▸ **Text block**
▬▬▬▬▬▬▬▬▬▬
President Trump’s power to potentially take military action against Iran is being challenged by a bipartisan resolution that may include the votes of a few Republican lawmakers.
Despite Senate Majority Leader Mitch McConnell’s strong opposition to the measure, eight GOP senators joined their Democratic colleagues Wednesday in a vote to bring the resolution to the floor for a final vote on Thursday on whether or not to cut back President Trump’s ability to use U.S. armed forces against the Islamic Republic of Iran.
The resolution was introduced in January by Sens. Tim Kaine of Virginia and Dick Durbin of Illinois following the death of Qassem Soleimani, the leader of the Iranian Revolutionary Guard’s elite Quds Force, in a military drone strike ordered by Trump.
Republican Sens. Mike Lee of Utah, Rand Paul of Kentucky, Maine’s Susan Collins, Indiana’s Todd Young, as well as Jerry Moran of Kansas, Lamar Alexander of Tennessee, Louisiana’s Bill Cassidy and Alaska’s Lisa Murkowski all sided with Democrats on the procedural vote and could vote to approve the measure when it comes down to the final up or down decision.
If approved in the Senate, the measure will likely be vetoed by Trump and, without 67 votes in the upper chamber to override him, the legislation will be killed.
▬▬▬▬▬▬▬▬▬▬
▸ **Data records**
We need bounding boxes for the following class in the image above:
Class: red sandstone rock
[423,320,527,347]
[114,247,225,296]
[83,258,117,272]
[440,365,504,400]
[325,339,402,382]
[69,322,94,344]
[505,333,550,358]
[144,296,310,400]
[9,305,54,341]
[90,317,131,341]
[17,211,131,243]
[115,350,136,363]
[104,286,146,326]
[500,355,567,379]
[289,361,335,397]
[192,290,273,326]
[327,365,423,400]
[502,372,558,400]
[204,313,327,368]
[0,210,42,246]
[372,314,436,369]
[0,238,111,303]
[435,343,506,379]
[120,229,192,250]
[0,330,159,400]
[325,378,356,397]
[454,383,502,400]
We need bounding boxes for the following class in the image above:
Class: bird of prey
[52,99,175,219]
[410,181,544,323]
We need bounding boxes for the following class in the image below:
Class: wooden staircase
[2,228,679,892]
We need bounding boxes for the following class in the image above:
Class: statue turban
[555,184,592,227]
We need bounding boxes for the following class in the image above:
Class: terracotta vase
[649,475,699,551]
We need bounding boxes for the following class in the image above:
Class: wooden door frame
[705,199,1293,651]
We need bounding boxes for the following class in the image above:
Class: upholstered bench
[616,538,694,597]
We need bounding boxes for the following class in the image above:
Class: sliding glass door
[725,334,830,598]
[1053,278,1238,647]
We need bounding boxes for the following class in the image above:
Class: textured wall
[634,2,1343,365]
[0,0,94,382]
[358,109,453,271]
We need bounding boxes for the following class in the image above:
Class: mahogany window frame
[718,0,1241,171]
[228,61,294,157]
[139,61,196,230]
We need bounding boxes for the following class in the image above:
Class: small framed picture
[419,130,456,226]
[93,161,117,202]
▬▬▬▬▬▬▬▬▬▬
According to the article on the Iran war powers resolution, why would the measure likely be killed even if the Senate approves it? Answer in one to three sentences. The records are drawn from a separate source.

Trump would likely veto the measure. Without 67 votes in the upper chamber to override that veto, the legislation would be killed.